Problem statement
Repeat every entry, word for word, leaving no line out.
----
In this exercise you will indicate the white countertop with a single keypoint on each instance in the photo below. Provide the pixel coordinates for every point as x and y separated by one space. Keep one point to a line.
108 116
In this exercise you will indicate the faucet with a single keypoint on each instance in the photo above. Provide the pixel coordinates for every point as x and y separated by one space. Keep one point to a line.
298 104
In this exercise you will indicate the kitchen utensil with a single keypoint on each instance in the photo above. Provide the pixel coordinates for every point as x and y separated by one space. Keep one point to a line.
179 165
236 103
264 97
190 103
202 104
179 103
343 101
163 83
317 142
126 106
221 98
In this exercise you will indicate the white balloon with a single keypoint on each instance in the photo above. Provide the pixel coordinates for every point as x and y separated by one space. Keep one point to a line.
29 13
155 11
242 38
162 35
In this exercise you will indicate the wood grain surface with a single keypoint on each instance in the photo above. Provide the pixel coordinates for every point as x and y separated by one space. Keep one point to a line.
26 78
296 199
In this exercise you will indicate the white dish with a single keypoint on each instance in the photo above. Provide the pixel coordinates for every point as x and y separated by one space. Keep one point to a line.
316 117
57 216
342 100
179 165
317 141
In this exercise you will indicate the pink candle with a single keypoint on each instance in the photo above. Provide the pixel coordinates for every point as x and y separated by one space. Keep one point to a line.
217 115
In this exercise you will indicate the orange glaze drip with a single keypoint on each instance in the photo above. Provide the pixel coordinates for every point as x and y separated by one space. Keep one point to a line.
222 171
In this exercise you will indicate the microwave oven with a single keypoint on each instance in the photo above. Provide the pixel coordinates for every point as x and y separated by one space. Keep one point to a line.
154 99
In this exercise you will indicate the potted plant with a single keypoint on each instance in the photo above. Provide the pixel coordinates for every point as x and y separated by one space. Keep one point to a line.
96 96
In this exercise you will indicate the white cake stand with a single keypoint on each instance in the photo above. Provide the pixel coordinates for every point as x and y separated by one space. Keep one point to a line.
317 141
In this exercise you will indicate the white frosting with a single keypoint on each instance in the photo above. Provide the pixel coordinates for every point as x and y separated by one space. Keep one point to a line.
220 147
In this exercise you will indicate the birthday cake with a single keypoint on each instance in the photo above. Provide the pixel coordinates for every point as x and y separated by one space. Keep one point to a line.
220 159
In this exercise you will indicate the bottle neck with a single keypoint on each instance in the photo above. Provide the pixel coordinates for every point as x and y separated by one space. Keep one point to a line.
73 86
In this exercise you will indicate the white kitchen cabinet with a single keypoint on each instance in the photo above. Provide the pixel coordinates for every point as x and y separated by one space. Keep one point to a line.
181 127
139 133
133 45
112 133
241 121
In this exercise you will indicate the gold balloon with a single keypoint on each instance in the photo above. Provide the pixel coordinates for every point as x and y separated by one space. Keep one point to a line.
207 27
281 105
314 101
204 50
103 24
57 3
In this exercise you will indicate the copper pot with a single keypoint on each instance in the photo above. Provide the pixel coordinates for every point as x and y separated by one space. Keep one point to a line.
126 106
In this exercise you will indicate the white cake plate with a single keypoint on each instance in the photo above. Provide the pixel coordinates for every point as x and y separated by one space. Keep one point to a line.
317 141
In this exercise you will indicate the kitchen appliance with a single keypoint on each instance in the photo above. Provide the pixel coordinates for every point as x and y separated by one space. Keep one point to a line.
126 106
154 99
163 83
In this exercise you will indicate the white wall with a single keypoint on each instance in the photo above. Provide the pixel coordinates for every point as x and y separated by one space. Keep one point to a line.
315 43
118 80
----
Result of this task
In this exercise you will indicate the white countertop with a single keypoint on each instance in the photo below. Provide the pixel coordinates for every point as x and y separated by one space. Keep one point to a line.
108 116
In this exercise you will indicate the faucet with a single keypoint on each instance in the photo above. Provide the pixel coordinates for every point as x and y separated by one space. Keep one point to a line.
298 104
In this exercise you will indicate the kitchen utensil with a single keypoint on each instance in the photo above. Provide the pixel coordinates for every point as x and y separated by one space. Keep one point to a line.
179 165
236 103
264 97
190 103
202 104
179 103
343 101
163 83
317 142
126 106
221 98
In this exercise you will indicate the white balloon with a single keypoint on each instance in the photo above. Provide the pixel coordinates for every point as x and y separated by one space. Keep one point to a line.
29 13
155 11
242 38
162 35
In this exercise you will indicate the wood grain surface with a single keypoint on each instance in the photo above. Provide the pixel coordinates for every point as x and y separated by one space. Keep one point to a line.
26 78
296 199
In this exercise you will indicate the white dish with a single keypoint on each instance in the photo above. Provide the pixel coordinates for every point as x and y separated by one space. Keep one point to a line.
316 117
57 216
342 100
179 165
317 141
In this exercise you will indicate the pink candle with a single keypoint on each instance in the photo above. Provide the pixel coordinates for every point as x and y separated by one space. Keep one point to a line.
217 115
In this exercise you will indicate the orange glaze drip with a single keypoint on each instance in the photo above. Provide the pixel coordinates for every point as x and y separated by one space. Keep one point to a line.
222 171
In this exercise you will indicate the microwave oven with a single keypoint on each instance in the photo above. Provide the pixel coordinates for every point as x and y separated by one space. Keep one point to a line.
154 99
In this exercise you will indicate the potted plant with a single keypoint on each instance in the photo above. Provide the pixel coordinates for every point as x and y separated by one space. Keep one point to a line.
96 96
In this exercise you will indicate the white cake stand with a single keypoint on each instance in the photo above. Provide the pixel coordinates for every point as x and y separated by one space. Keep one point to a line.
317 141
In this exercise you will indicate the white frosting with a single keypoint on each instance in the photo above. Provide the pixel coordinates for every point as x and y separated by one space. Keep one point to a line.
220 147
In this exercise you will indicate the birthday cake with a single keypoint on each instance in the photo above. Provide the pixel coordinates for every point as x and y separated by one space. Keep one point to a line.
220 159
In this exercise you will indicate the bottle neck with a single keypoint on each instance in the photo above. Provide the pixel coordinates for every point as x and y separated by one space. Keep one point to a line.
73 86
In this exercise you will indicate the white kitchen cabinet with a single keypoint on each instance in the photo above. Provide the pixel coordinates for every point as x and y separated by one space. Keep one point to a line.
181 127
139 133
133 45
112 133
241 121
In this exercise you will indicate the gold balloon with a single keypoint on each instance in the photo above. Provide the pixel coordinates for every point as x and y separated by one space. Keep one point to a line.
207 27
281 105
314 101
204 50
103 24
57 3
In this exercise you will indicate the copper pot with a single keypoint on each instance in the photo above. Provide the pixel coordinates for every point as x and y separated by one space. Keep one point to a line.
126 106
In this exercise you will indicate the white cake plate with a single keypoint on each instance in the photo above. Provide the pixel coordinates for every point as x and y separated by one space. Keep one point to a line.
317 141
In this exercise you will indicate the kitchen appliance with a single keypoint on each instance in the photo above. Provide the pixel coordinates for every point as x and y separated by one space. Keep one point to a line.
126 106
154 99
163 83
In this exercise you will indicate the white wall with a single keypoint on each instance in the photo above. Provide the pixel coordinates for every point as x and y separated by one space. Keep one point to a line.
315 43
118 80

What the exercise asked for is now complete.